OBJECTIF 1> Combien de pages compte le livre chroniqué dans le texte affiché ?

TEXTE AFFICHÉ>

──────

En premier lieu, elle va alimenter le moulin à médisance de mes contempteurs qui, en sus de mes autres méfaits, vont s'emparer de la chose pour me taxer de nihilisme. C'est que nous avions deux exemplaires en stock à la boutique, que j'ai vendus le mois dernier – à sec, donc, en ce qui concerne l'objet dont j'entends faire la promotion. Un bouquin vieux de cinq ans qui plus est.
En outre, quand on se pose comme moi en défenseur de la cause langagière, chroniquer un livre dont le titre même est aberration syntaxique, dont les chapitres sont intitulés The storm, The fire, The floods et les personnages nommés No Ouère (J'ai caché ma vulve et mon trou je lui ai donné quelque chose j'ai souri et puis aussi j'ai allumé la radio pour qu'on écoute ensemble les choses de la culture et qu'on en parle), Ozer (But for now, quelque chose est arrivé et je suis bien empêtré) et Ubodie (Cette saloperie a une queue. C'est ça, c'est une putain de saloperie de bestiole), un livre dégoisant l'anglais comme un bonimenteur ses boniments et où, de surcroît, l'on met un certain temps à faire la différence entre un lièvre et un lapin, chroniquer un tel livre est une prise de risque considérable.
Eh bien soit. Fanculo à mes contempteurs, comme on dit.

Sous d'autres circonstances, j'aurais pu m'engager dans un examen approfondi des thèmes et sous-thèmes émaillant ce récit, en analyser les tenants et aboutissants et en déverser ici la substance pour vous. Cela rehaussé, il va de soi, d'un appareil critique sur le travail visuel d'Anya Belyat-Giunta, qui accompagne le texte. Et quoi, je suis pas la bête à mâcher, moi. Cent-trente pages dont une vingtaine d'illustrations, vous devriez y arriver, non ?
Sachez néanmoins qu'il est question d'un poste de radiophonie, dans ce livre, et d'automobiles, et d'urbanisme calamiteux, ce qui me rappelle avoir entendu, il y a deux ou trois ans, en voiture, à la radio, à Bruxelles, qu'un demi-million de personnes entrent et sortent chaque jour de la capitale de l'Europe. Ajoutés au million de résidents, calculs faits, cela correspond peu ou prou à deux mille milliards de phrases de circonstances potentiellement échangées en ces premiers jours de janvier. Bonne année, bonne année. Après un Noël placé sous le signe de l'indispensable (objets en plastique, chocolat postcolonial, électronique made in Asie du sud-est) et dans l'attente fébrile des soldes, les gens font ça. On a même vu des Anglais le dire dans un français impeccable. Bonne année, bonne année.

──────

DONNÉES>
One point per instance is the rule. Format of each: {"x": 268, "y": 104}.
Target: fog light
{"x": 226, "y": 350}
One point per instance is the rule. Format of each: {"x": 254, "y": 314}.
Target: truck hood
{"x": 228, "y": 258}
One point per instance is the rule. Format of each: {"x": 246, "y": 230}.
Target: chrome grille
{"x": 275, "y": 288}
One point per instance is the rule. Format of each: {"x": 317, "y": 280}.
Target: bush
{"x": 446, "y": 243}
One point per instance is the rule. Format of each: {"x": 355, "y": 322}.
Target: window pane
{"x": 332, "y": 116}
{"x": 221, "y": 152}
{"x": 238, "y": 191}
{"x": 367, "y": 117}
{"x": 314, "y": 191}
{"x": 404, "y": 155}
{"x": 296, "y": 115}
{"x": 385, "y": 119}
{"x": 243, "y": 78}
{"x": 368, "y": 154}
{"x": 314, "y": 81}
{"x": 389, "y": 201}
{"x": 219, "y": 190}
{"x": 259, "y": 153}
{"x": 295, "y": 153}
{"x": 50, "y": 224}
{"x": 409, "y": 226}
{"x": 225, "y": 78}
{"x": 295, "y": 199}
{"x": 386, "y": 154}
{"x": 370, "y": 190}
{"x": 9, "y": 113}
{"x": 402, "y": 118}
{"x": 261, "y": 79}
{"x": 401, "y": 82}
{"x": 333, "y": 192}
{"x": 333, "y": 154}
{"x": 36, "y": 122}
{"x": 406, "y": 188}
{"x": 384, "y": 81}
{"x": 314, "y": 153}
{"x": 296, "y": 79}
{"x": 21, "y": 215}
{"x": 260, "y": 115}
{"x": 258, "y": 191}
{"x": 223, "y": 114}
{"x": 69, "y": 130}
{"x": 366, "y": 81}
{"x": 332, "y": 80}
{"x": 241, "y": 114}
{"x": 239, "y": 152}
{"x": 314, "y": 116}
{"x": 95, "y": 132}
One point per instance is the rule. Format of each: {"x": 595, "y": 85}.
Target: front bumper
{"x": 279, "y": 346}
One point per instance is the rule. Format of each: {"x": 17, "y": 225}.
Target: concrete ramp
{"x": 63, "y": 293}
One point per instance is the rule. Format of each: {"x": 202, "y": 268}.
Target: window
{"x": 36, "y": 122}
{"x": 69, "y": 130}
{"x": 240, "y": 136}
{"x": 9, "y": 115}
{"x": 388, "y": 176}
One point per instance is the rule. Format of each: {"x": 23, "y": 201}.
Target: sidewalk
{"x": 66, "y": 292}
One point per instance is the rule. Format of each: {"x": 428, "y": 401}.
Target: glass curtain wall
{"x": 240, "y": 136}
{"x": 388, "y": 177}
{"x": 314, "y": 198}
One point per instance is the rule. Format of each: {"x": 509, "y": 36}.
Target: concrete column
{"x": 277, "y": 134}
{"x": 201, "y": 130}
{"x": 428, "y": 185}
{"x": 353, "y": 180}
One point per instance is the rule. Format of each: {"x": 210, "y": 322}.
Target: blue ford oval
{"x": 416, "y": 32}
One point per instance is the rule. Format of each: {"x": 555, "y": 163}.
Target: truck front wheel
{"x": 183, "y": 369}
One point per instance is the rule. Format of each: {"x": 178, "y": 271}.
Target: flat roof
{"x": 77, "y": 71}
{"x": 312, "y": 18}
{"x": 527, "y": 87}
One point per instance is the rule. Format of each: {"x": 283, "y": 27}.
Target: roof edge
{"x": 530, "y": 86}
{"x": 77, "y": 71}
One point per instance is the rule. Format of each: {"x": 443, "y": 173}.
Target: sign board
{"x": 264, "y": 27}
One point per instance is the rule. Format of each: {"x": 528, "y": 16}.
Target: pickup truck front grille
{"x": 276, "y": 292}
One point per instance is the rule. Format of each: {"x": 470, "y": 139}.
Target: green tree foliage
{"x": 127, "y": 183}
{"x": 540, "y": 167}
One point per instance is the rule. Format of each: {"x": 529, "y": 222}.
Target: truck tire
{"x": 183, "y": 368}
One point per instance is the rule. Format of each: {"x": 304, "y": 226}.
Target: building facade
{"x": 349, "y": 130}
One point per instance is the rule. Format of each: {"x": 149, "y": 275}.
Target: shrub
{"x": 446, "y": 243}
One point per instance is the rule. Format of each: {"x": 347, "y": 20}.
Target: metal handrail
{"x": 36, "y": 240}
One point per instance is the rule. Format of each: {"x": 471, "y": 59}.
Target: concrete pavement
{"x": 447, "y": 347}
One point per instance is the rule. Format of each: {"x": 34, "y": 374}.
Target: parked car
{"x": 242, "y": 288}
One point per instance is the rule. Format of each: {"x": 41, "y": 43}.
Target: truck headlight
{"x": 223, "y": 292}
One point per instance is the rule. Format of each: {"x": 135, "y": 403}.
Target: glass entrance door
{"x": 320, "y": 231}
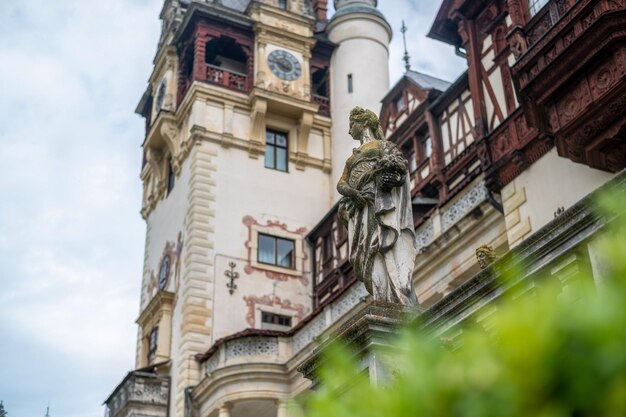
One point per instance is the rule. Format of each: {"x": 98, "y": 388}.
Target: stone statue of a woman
{"x": 376, "y": 207}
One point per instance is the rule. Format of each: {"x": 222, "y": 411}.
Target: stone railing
{"x": 450, "y": 215}
{"x": 137, "y": 392}
{"x": 274, "y": 347}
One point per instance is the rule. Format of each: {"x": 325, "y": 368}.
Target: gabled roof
{"x": 428, "y": 82}
{"x": 237, "y": 5}
{"x": 422, "y": 81}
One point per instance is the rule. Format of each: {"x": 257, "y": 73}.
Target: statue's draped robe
{"x": 381, "y": 236}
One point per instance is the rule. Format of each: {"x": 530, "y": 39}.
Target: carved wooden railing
{"x": 572, "y": 80}
{"x": 547, "y": 17}
{"x": 324, "y": 103}
{"x": 229, "y": 79}
{"x": 332, "y": 272}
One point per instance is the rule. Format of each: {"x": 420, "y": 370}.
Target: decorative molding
{"x": 271, "y": 300}
{"x": 299, "y": 274}
{"x": 252, "y": 346}
{"x": 464, "y": 206}
{"x": 308, "y": 333}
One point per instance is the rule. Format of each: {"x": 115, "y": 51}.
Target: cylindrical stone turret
{"x": 359, "y": 70}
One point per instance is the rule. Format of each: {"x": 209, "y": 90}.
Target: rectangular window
{"x": 276, "y": 251}
{"x": 400, "y": 104}
{"x": 409, "y": 153}
{"x": 152, "y": 344}
{"x": 171, "y": 177}
{"x": 276, "y": 150}
{"x": 427, "y": 146}
{"x": 535, "y": 5}
{"x": 275, "y": 319}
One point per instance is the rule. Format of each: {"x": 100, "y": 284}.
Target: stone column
{"x": 282, "y": 408}
{"x": 224, "y": 410}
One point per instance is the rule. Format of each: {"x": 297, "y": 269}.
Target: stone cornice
{"x": 577, "y": 224}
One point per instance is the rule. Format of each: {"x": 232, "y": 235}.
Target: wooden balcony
{"x": 571, "y": 79}
{"x": 332, "y": 272}
{"x": 228, "y": 79}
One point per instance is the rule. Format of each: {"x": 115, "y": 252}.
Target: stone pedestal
{"x": 367, "y": 335}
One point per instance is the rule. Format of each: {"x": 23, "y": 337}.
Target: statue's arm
{"x": 346, "y": 190}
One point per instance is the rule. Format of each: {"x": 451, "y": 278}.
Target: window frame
{"x": 275, "y": 146}
{"x": 152, "y": 349}
{"x": 400, "y": 104}
{"x": 292, "y": 258}
{"x": 535, "y": 6}
{"x": 171, "y": 176}
{"x": 278, "y": 318}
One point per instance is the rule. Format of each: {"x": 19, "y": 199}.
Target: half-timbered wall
{"x": 457, "y": 126}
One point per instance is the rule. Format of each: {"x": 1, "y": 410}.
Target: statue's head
{"x": 485, "y": 255}
{"x": 362, "y": 119}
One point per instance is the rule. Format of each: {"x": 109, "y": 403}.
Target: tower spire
{"x": 405, "y": 58}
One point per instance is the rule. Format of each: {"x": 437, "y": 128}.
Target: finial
{"x": 405, "y": 58}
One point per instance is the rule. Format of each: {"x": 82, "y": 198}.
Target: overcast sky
{"x": 71, "y": 237}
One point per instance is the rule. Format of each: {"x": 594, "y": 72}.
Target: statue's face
{"x": 482, "y": 258}
{"x": 356, "y": 130}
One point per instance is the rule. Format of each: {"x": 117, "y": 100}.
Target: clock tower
{"x": 237, "y": 170}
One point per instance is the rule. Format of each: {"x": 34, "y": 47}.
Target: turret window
{"x": 171, "y": 177}
{"x": 276, "y": 150}
{"x": 400, "y": 104}
{"x": 152, "y": 344}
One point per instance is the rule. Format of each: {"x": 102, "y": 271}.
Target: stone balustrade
{"x": 138, "y": 393}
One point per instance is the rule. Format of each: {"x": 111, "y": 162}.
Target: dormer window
{"x": 400, "y": 104}
{"x": 535, "y": 5}
{"x": 160, "y": 95}
{"x": 427, "y": 147}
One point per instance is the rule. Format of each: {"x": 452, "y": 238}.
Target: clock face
{"x": 284, "y": 65}
{"x": 164, "y": 272}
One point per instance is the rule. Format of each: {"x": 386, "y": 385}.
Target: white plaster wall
{"x": 244, "y": 187}
{"x": 554, "y": 182}
{"x": 363, "y": 52}
{"x": 166, "y": 222}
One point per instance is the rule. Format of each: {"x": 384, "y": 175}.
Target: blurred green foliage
{"x": 552, "y": 353}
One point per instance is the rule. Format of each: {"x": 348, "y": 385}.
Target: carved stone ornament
{"x": 376, "y": 207}
{"x": 485, "y": 255}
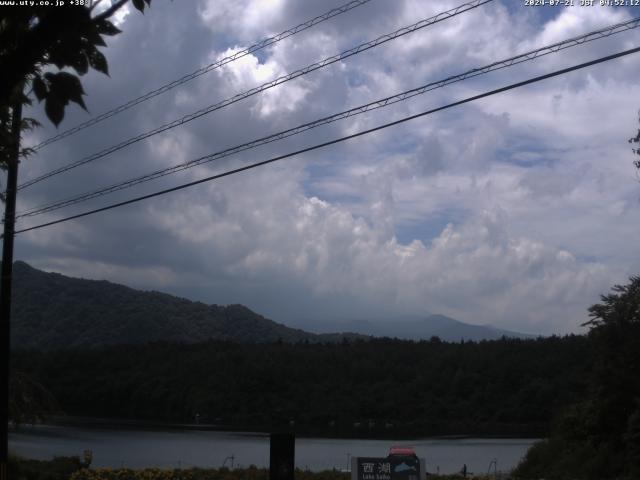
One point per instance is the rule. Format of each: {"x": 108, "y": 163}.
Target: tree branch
{"x": 110, "y": 11}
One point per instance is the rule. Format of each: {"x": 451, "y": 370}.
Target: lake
{"x": 188, "y": 448}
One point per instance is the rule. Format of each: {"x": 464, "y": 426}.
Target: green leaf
{"x": 39, "y": 88}
{"x": 98, "y": 62}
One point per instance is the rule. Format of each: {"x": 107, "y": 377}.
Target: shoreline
{"x": 91, "y": 423}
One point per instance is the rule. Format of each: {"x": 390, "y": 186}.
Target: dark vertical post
{"x": 282, "y": 456}
{"x": 5, "y": 280}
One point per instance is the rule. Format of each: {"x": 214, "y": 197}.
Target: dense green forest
{"x": 598, "y": 437}
{"x": 380, "y": 387}
{"x": 52, "y": 311}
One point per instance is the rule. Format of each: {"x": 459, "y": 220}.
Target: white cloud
{"x": 517, "y": 210}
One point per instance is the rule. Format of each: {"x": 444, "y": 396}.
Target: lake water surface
{"x": 188, "y": 448}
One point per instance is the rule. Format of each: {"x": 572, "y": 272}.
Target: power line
{"x": 278, "y": 81}
{"x": 338, "y": 140}
{"x": 201, "y": 71}
{"x": 524, "y": 57}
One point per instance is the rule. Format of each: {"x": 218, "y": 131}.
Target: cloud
{"x": 516, "y": 210}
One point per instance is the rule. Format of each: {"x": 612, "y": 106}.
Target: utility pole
{"x": 5, "y": 279}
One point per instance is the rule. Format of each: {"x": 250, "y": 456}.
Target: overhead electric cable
{"x": 265, "y": 86}
{"x": 201, "y": 71}
{"x": 384, "y": 102}
{"x": 337, "y": 140}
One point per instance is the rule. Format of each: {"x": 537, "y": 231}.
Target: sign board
{"x": 393, "y": 467}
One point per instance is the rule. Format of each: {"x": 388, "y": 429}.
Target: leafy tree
{"x": 600, "y": 436}
{"x": 38, "y": 44}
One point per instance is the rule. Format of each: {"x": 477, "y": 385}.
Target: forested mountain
{"x": 379, "y": 387}
{"x": 52, "y": 311}
{"x": 414, "y": 328}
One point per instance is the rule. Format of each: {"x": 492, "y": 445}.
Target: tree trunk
{"x": 5, "y": 280}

──────

OBJECTIF 2> Relevez toutes les lignes qui contiennent la chaîne "column", en tenant compte de la casse.

RÉPONSE CORRECTE 1> Cent-trente pages, dont une vingtaine d'illustrations.

RÉPONSE CORRECTE 2>
Target: concrete column
Target: stone column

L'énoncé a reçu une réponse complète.